*WHAT NEEDS TO BE DONE*:
Edit the part of the listing that opens with the line containing "Spot the graphic" and closes with the line containing "[[792, 700]]": replace "basket" with "hamper", leave everything else unchanged, and omit the pictures from your answer.

*EXCERPTED DATA*:
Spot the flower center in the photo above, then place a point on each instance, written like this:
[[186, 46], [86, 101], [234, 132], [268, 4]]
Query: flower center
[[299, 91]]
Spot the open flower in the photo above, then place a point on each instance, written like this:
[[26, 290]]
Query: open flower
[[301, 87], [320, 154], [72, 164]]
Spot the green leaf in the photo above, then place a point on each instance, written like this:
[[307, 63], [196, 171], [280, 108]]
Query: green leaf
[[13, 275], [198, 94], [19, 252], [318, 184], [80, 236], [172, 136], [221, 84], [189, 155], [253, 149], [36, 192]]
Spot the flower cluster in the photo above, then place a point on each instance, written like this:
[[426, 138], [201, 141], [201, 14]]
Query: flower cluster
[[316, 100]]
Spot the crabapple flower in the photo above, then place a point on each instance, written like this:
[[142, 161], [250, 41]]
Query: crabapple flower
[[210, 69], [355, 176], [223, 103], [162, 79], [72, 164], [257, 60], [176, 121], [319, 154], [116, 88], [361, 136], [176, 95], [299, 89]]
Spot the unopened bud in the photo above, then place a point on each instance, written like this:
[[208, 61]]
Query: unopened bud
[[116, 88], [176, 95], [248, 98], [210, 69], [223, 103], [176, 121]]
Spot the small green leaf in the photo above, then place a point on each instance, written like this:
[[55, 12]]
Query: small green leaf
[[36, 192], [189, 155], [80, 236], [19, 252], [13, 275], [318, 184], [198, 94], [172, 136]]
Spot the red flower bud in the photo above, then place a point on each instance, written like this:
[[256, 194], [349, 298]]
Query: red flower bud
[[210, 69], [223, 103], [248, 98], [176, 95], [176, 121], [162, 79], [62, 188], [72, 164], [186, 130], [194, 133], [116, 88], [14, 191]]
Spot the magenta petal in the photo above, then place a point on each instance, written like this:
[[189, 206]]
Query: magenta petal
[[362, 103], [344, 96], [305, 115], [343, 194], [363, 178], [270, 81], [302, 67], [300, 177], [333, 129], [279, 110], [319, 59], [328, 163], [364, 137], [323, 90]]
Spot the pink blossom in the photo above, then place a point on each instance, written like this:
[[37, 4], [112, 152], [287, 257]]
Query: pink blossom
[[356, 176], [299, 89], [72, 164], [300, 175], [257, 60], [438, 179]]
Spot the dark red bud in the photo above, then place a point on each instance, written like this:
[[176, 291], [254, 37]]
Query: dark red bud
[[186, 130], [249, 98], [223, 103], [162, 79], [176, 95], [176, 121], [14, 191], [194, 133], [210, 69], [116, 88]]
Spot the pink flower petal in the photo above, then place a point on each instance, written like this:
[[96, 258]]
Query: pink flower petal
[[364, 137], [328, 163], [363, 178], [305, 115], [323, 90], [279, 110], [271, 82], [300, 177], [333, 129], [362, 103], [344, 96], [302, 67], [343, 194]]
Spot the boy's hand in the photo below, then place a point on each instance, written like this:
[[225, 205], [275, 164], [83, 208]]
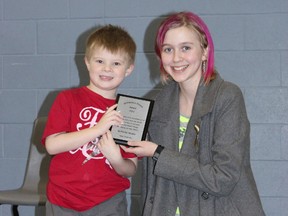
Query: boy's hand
[[110, 118]]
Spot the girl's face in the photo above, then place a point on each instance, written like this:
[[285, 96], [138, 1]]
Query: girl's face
[[182, 55], [107, 71]]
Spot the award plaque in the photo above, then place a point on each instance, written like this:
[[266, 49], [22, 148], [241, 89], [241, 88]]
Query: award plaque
[[136, 112]]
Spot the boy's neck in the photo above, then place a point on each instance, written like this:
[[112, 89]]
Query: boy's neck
[[106, 94]]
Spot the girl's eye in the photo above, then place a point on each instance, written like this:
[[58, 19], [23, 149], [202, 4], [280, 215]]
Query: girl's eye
[[186, 48], [167, 49]]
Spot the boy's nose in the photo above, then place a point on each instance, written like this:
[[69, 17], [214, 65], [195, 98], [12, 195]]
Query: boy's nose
[[107, 68]]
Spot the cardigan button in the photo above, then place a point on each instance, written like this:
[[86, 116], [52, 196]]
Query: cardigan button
[[205, 195]]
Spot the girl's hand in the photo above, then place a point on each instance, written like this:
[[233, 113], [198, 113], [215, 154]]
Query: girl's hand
[[108, 147], [141, 148]]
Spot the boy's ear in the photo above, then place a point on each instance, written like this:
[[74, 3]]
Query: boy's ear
[[129, 70]]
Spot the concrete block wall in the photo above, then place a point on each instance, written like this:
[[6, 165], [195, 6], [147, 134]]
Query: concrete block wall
[[41, 52]]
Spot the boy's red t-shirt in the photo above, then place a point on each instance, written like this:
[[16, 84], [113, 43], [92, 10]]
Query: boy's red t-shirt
[[71, 184]]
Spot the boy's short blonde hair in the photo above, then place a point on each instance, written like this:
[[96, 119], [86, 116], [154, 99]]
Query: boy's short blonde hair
[[113, 38]]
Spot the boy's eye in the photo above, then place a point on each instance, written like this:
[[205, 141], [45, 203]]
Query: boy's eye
[[117, 63]]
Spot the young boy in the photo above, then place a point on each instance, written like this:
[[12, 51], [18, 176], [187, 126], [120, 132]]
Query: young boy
[[88, 172]]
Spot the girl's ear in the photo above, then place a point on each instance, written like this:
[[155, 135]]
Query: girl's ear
[[129, 70], [205, 54], [86, 61]]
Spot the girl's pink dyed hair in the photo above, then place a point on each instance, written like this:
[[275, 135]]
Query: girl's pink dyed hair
[[196, 23]]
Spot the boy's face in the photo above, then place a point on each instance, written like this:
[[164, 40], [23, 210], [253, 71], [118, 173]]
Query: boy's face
[[107, 71]]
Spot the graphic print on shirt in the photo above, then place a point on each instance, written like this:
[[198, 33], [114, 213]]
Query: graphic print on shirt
[[88, 117]]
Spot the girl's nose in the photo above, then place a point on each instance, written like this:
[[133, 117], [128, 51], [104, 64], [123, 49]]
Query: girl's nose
[[177, 56]]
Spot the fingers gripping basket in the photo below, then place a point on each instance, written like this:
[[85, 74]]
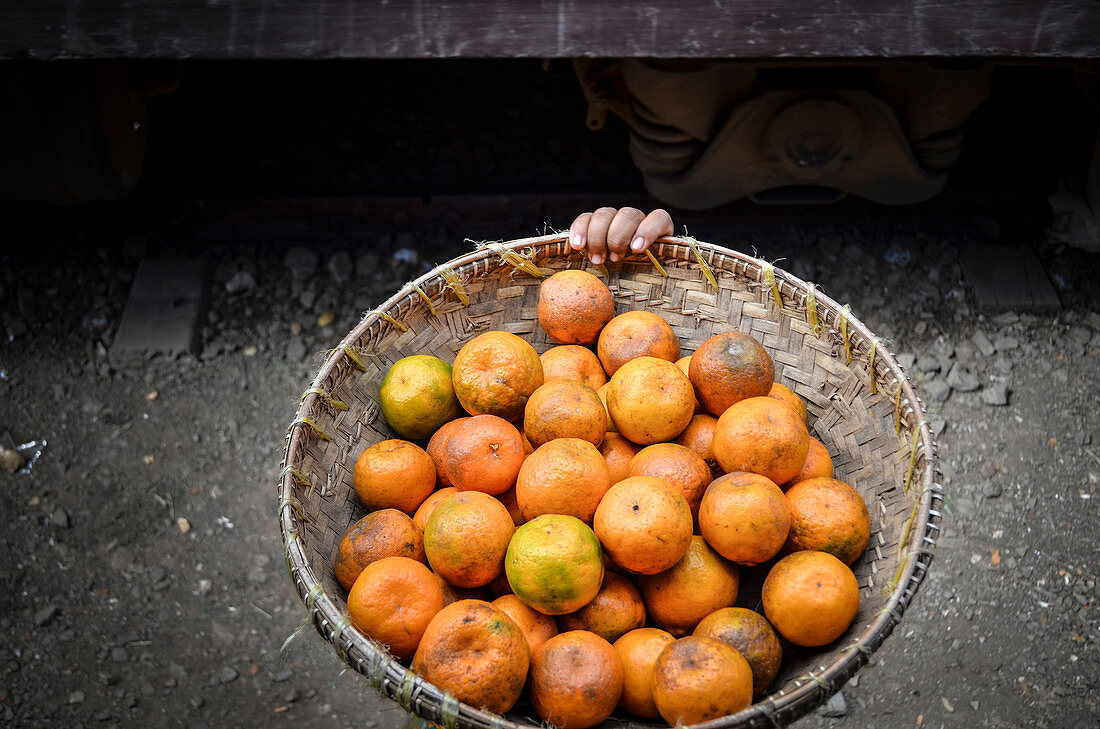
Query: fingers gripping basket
[[861, 407]]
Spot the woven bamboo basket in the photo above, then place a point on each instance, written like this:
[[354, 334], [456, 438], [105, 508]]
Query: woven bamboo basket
[[860, 406]]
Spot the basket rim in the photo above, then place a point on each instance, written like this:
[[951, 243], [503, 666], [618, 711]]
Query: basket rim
[[792, 700]]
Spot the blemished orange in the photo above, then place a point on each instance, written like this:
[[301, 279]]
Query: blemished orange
[[699, 437], [679, 465], [495, 373], [508, 499], [831, 516], [475, 652], [563, 408], [618, 452], [752, 636], [420, 517], [638, 650], [683, 363], [436, 445], [482, 453], [644, 525], [699, 680], [650, 400], [635, 334], [818, 464], [761, 435], [694, 587], [386, 532], [573, 307], [616, 609], [810, 597], [394, 474], [554, 564], [575, 680], [745, 517], [575, 363], [784, 394], [728, 367], [537, 628], [602, 391], [393, 600], [465, 538], [567, 475], [452, 594], [417, 396]]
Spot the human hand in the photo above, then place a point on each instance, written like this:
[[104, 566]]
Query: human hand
[[611, 233]]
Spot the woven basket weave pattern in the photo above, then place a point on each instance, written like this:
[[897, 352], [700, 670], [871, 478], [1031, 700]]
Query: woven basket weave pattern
[[864, 411]]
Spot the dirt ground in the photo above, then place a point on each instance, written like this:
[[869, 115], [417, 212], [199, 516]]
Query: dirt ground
[[143, 583]]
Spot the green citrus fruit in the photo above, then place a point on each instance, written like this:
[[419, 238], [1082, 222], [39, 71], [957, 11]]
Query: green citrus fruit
[[554, 564], [417, 396]]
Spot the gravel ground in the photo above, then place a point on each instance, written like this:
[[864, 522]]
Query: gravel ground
[[142, 570]]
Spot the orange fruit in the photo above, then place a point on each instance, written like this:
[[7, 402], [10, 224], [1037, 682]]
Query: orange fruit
[[475, 652], [752, 636], [537, 628], [420, 517], [602, 391], [761, 435], [694, 587], [810, 597], [386, 532], [575, 363], [437, 444], [567, 475], [636, 334], [393, 600], [563, 408], [683, 468], [508, 499], [482, 453], [617, 452], [699, 437], [465, 538], [745, 517], [817, 464], [417, 396], [576, 680], [784, 394], [638, 650], [616, 609], [554, 564], [644, 525], [649, 400], [573, 307], [394, 474], [729, 367], [699, 680], [831, 516], [495, 373], [497, 588], [452, 594], [683, 363]]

*SOLUTION*:
Spot the graphic print on shirt in the photo above, then place a point on each instance, written like this:
[[198, 33], [114, 213]]
Query: graphic print on shirt
[[88, 117]]
Spot the girl's nose in the photo above, then place a point on each instance, written like this:
[[133, 117], [128, 51], [104, 64], [123, 49]]
Query: girl's nose
[[177, 56]]
Spot the fingers gripping hamper in the photo below, then place a point on each instance, written like this:
[[85, 74]]
Query: fingers gripping hamper
[[861, 407]]
Spot the woven bamboo hamper in the photo above, then place a point on each instance, written like this:
[[354, 334], [456, 438], [105, 508]]
Query: woven bamboo hamper
[[860, 406]]
Spot the hamper rim in the photo above, then place a point on each instance, written like this:
[[951, 243], [503, 666], [618, 711]]
Query: hamper rim
[[792, 700]]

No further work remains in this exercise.